To be done:
Lay out the material below as a Markdown table with the columns "Row" and "Line", giving each line its row number and leaving out any blank lines.

*** Input data ***

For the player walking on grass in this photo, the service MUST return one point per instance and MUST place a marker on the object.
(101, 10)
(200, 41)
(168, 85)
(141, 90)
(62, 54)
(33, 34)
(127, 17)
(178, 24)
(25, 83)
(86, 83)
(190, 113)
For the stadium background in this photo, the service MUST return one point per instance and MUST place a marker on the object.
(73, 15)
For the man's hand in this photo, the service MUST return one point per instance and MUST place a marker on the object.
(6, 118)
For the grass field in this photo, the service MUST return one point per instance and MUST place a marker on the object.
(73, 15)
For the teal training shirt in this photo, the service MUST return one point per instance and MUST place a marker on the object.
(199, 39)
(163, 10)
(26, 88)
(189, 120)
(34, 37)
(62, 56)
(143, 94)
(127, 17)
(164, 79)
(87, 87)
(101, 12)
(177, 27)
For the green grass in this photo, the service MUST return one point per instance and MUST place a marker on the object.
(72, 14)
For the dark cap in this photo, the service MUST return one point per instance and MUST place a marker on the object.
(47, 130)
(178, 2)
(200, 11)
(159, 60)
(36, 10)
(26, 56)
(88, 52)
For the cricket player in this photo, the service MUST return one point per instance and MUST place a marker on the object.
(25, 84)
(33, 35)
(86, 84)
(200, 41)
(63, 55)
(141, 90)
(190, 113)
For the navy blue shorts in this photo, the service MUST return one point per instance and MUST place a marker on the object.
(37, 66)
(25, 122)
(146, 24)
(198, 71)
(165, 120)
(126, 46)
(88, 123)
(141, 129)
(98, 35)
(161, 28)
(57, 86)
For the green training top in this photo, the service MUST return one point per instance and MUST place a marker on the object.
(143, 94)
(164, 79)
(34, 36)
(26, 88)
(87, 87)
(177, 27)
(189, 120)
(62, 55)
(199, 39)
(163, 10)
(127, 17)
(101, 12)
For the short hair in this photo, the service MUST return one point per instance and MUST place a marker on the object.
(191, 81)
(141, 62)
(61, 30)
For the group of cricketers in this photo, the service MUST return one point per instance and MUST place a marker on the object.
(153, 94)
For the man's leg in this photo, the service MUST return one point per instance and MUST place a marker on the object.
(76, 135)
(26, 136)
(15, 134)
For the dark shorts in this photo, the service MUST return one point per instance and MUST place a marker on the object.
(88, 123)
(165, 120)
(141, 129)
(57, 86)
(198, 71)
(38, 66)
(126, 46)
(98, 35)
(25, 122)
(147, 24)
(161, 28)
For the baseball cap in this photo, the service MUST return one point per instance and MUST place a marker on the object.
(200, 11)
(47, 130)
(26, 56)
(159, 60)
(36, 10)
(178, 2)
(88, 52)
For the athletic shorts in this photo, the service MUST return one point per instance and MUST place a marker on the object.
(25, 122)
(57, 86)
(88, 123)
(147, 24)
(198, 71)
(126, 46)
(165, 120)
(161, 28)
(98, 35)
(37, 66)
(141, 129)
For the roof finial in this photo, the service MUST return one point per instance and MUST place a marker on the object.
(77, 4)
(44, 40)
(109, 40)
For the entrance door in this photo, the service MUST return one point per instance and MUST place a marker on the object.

***

Full response:
| Row | Line |
|---|---|
| 1 | For the player walking on grass in this photo, the service MUST return one point per instance and MUST place a marker on the object. |
| 2 | (101, 10) |
| 3 | (200, 41) |
| 4 | (168, 85) |
| 5 | (141, 90) |
| 6 | (62, 54) |
| 7 | (33, 34) |
| 8 | (127, 17) |
| 9 | (178, 24) |
| 10 | (25, 83) |
| 11 | (86, 83) |
| 12 | (190, 113) |
| 13 | For the stadium background in this photo, the service MUST return one point per instance and MUST place a marker on the object. |
| 14 | (73, 15) |
| 15 | For the man's hand in this photo, the service MUST return one point per instance and MUST place a marker on the object. |
| 16 | (6, 118) |
| 17 | For the grass field in this photo, the service MUST return one point per instance and MUST place a marker on the object. |
| 18 | (73, 15) |
| 19 | For the teal training shirt in this photo, the service MUST return one point per instance and MUST place a marker on the object. |
| 20 | (199, 39) |
| 21 | (163, 10) |
| 22 | (26, 88) |
| 23 | (189, 120) |
| 24 | (34, 37) |
| 25 | (62, 56) |
| 26 | (143, 94) |
| 27 | (127, 17) |
| 28 | (164, 79) |
| 29 | (87, 87) |
| 30 | (101, 12) |
| 31 | (177, 27) |
| 32 | For the green grass in this photo, the service MUST return one point per instance and MUST place a marker on the object. |
| 33 | (72, 14) |
| 34 | For the dark cap in this photo, the service MUST return one point per instance and MUST place a marker on the object. |
| 35 | (47, 130) |
| 36 | (178, 2) |
| 37 | (200, 11) |
| 38 | (159, 60) |
| 39 | (36, 10) |
| 40 | (26, 56) |
| 41 | (88, 52) |
| 42 | For the cricket player in this photo, the service MUST return one point per instance and MUST place a marker on the object. |
| 43 | (25, 84) |
| 44 | (33, 35) |
| 45 | (86, 84) |
| 46 | (200, 41) |
| 47 | (63, 55) |
| 48 | (141, 90) |
| 49 | (190, 113) |
| 50 | For the navy blue shorts in this photo, the service MUST return one point per instance and MUST place a marker on the object. |
| 51 | (37, 66) |
| 52 | (25, 122) |
| 53 | (146, 24) |
| 54 | (198, 71) |
| 55 | (165, 120) |
| 56 | (126, 46) |
| 57 | (88, 123) |
| 58 | (141, 129) |
| 59 | (98, 35) |
| 60 | (161, 28) |
| 61 | (57, 86) |
| 62 | For the green training top in this photo, the service MUST return one point per instance and MUST place a marker on the object. |
| 63 | (143, 94) |
| 64 | (164, 79) |
| 65 | (34, 36) |
| 66 | (26, 88) |
| 67 | (87, 87) |
| 68 | (177, 27) |
| 69 | (189, 120) |
| 70 | (62, 55) |
| 71 | (199, 39) |
| 72 | (163, 10) |
| 73 | (127, 17) |
| 74 | (101, 12) |
| 75 | For the short hair in this photo, the service MUST return one point per instance and MUST place a marker on the object. |
| 76 | (191, 81) |
| 77 | (141, 62) |
| 78 | (61, 30) |
| 79 | For the group of cricketers in this photo, the service MUST return one point per instance and MUST place a marker on the object. |
| 80 | (153, 94) |
| 81 | For the man's leg in this photo, the service MUST return one point per instance and MUST place a marker on the object. |
| 82 | (76, 135) |
| 83 | (26, 136) |
| 84 | (15, 134) |
| 85 | For the dark shorts in this photo, the service MUST return one point per instance and MUST place a marker on the object. |
| 86 | (88, 123) |
| 87 | (165, 120) |
| 88 | (141, 129) |
| 89 | (57, 86) |
| 90 | (198, 71) |
| 91 | (38, 66) |
| 92 | (126, 46) |
| 93 | (98, 35) |
| 94 | (25, 122) |
| 95 | (147, 24) |
| 96 | (161, 28) |
| 97 | For the baseball cap in this photo, the service MUST return one point per instance and MUST place a marker on the object. |
| 98 | (200, 11) |
| 99 | (47, 130) |
| 100 | (26, 56) |
| 101 | (159, 60) |
| 102 | (36, 10) |
| 103 | (178, 2) |
| 104 | (88, 52) |
| 105 | For the athletic shorts in this photo, the service MUST return one point per instance and MUST place a marker on the object. |
| 106 | (25, 122) |
| 107 | (57, 86) |
| 108 | (88, 123) |
| 109 | (147, 24) |
| 110 | (198, 71) |
| 111 | (126, 46) |
| 112 | (165, 120) |
| 113 | (161, 28) |
| 114 | (98, 35) |
| 115 | (37, 66) |
| 116 | (141, 129) |
| 117 | For the roof finial in this photo, the service MUST return one point per instance and MUST place a marker on the object. |
| 118 | (77, 4) |
| 119 | (44, 40) |
| 120 | (109, 40) |
| 121 | For the entrance door in this photo, the service MUST return one point per instance and MUST place a marker on the object. |